Exercise directions: Reproduce the closing part of the entries exactly: the line with "the red ferrari" and all lines after it, ending with the last line, and nothing else.

(begin)

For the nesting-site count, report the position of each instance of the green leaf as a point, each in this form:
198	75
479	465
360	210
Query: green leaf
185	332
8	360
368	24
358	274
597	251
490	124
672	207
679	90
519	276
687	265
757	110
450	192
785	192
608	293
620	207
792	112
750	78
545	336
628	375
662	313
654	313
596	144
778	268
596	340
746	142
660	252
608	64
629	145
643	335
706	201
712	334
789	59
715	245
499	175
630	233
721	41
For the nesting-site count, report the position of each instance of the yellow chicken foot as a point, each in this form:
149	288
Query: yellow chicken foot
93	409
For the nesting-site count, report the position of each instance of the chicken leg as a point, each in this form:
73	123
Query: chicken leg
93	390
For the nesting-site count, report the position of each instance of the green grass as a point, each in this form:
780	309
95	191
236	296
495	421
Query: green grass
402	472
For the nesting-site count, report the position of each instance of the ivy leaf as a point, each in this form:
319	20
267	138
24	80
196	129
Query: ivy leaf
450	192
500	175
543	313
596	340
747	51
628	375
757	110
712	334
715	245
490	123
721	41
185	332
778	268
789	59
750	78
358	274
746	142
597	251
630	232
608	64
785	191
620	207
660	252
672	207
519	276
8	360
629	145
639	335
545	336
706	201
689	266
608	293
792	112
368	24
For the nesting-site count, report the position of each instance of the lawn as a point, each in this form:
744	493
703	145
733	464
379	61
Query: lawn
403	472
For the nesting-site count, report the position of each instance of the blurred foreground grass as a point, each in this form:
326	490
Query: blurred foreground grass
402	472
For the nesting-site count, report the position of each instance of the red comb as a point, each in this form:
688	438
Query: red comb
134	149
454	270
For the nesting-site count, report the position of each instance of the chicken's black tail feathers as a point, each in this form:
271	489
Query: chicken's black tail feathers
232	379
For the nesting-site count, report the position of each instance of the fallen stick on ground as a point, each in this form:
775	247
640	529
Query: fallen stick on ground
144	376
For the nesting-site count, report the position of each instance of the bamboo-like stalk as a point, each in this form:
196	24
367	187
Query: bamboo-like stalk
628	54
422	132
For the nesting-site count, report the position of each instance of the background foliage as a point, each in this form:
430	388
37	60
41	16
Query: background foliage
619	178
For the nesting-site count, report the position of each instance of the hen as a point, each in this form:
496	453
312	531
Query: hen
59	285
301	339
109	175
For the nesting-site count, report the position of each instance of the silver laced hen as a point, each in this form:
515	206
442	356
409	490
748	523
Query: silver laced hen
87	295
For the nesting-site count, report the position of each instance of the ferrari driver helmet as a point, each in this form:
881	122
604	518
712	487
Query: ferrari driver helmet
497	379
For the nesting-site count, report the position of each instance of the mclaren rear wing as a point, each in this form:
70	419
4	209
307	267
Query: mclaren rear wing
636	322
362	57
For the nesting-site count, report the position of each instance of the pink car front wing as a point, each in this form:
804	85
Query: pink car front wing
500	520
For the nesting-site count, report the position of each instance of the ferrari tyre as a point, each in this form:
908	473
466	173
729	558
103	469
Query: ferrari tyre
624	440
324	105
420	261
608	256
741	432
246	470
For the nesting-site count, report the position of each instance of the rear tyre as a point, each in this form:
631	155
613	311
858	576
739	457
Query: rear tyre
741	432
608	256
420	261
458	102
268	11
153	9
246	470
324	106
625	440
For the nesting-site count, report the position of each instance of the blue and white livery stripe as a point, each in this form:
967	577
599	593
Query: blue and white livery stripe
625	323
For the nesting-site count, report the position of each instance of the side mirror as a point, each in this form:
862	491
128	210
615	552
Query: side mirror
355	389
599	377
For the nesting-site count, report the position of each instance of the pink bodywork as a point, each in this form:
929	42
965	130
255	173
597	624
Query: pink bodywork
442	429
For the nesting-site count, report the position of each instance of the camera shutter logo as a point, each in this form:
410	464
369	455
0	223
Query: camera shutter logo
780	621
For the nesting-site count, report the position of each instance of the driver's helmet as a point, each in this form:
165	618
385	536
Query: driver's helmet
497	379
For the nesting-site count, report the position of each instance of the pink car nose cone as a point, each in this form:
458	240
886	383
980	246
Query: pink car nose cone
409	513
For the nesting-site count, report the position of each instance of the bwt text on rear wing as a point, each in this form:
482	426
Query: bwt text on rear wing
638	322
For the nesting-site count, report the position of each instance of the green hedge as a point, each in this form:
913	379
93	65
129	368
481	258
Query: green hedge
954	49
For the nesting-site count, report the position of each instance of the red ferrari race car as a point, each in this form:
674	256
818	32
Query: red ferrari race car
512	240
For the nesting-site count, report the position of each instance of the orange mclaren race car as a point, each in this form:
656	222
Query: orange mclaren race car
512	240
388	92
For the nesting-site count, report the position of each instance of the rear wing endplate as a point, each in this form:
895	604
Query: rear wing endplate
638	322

(end)

Worked answer:
For the nesting-site count, report the position of each instance of the red ferrari race car as a point, each in this form:
674	256
818	32
Query: red ferrari race car
512	240
For the nesting-site count, report the position of each instance of the orange mclaren race car as a point, each in this form:
656	222
Query: orange mclaren race car
512	240
388	92
For the nesting-site count, report the position of each instance of the rear wing endplate as a point, each in this form:
895	604
Query: rear wing endplate
638	322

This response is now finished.